The problem:
For the entries below, repeat exactly each line starting with the one that contains "point(273, 211)" and going on through the one that contains "Could you spot the curb", and no others.

===== Available data

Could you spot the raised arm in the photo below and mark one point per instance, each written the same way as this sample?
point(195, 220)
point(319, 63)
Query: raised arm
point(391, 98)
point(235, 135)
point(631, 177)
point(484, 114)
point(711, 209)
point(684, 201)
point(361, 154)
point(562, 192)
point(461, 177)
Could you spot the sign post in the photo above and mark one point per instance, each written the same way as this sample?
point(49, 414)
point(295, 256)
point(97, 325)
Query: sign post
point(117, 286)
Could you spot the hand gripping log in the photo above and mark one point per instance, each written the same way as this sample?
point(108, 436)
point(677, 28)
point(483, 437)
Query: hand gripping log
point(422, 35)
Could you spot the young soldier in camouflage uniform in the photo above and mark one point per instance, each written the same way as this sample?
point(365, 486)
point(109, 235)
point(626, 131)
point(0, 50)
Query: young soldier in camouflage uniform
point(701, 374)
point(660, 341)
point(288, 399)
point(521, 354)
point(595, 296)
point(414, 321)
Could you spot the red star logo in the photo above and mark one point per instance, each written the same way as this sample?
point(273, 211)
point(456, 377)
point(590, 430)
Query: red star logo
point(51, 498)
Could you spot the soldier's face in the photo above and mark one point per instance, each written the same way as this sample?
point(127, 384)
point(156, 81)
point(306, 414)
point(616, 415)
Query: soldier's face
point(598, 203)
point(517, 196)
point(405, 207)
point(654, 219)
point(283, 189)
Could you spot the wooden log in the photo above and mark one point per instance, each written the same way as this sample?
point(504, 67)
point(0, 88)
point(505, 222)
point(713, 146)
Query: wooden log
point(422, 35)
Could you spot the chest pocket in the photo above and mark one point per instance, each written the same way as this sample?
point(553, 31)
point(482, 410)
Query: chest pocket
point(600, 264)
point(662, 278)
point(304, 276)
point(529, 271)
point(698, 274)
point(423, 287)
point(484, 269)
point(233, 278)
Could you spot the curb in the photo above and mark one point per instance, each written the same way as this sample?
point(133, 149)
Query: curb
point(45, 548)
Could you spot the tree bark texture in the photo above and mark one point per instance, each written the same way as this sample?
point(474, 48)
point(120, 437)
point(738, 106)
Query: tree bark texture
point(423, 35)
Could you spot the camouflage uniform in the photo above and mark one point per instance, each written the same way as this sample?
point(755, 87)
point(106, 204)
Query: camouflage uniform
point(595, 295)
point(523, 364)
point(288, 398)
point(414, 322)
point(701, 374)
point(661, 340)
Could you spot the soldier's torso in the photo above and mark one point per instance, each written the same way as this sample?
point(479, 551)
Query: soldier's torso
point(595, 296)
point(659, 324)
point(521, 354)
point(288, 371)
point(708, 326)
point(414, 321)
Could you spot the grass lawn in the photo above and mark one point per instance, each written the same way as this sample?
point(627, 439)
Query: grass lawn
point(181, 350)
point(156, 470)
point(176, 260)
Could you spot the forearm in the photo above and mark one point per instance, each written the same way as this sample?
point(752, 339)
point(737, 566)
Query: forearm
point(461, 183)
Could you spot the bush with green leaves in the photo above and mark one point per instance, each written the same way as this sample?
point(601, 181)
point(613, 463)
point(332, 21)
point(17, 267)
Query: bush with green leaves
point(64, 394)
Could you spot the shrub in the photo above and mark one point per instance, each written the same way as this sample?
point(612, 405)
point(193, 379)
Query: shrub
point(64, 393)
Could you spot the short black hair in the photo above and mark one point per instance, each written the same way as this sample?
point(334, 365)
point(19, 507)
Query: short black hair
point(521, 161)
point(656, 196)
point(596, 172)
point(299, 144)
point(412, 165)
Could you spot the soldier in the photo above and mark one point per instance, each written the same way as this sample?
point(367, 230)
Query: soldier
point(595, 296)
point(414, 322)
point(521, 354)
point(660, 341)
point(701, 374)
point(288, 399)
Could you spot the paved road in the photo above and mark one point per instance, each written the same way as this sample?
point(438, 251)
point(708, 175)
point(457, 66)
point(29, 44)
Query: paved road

==========

Answer space:
point(273, 211)
point(456, 377)
point(590, 430)
Query: red star logo
point(51, 498)
Could you spot the soldier's face in the photo above and mark one point per instance, each written the same way as this sample?
point(127, 384)
point(156, 81)
point(306, 414)
point(616, 415)
Query: soldier's face
point(598, 203)
point(517, 196)
point(405, 207)
point(654, 219)
point(283, 189)
Could you spot the wooden log in the photo above and mark one point per instance, each written the same way as this sample?
point(504, 67)
point(0, 88)
point(505, 222)
point(713, 146)
Query: wooden log
point(422, 35)
Could you spot the chest pocket in the photo above and mark one point per instance, each written the same way as this sample?
point(553, 31)
point(482, 410)
Query: chest pocket
point(600, 264)
point(662, 278)
point(304, 276)
point(529, 271)
point(698, 274)
point(423, 287)
point(484, 269)
point(233, 278)
Could you spot the curb in the photo above and mark one point per instance, each written the same way as this sample?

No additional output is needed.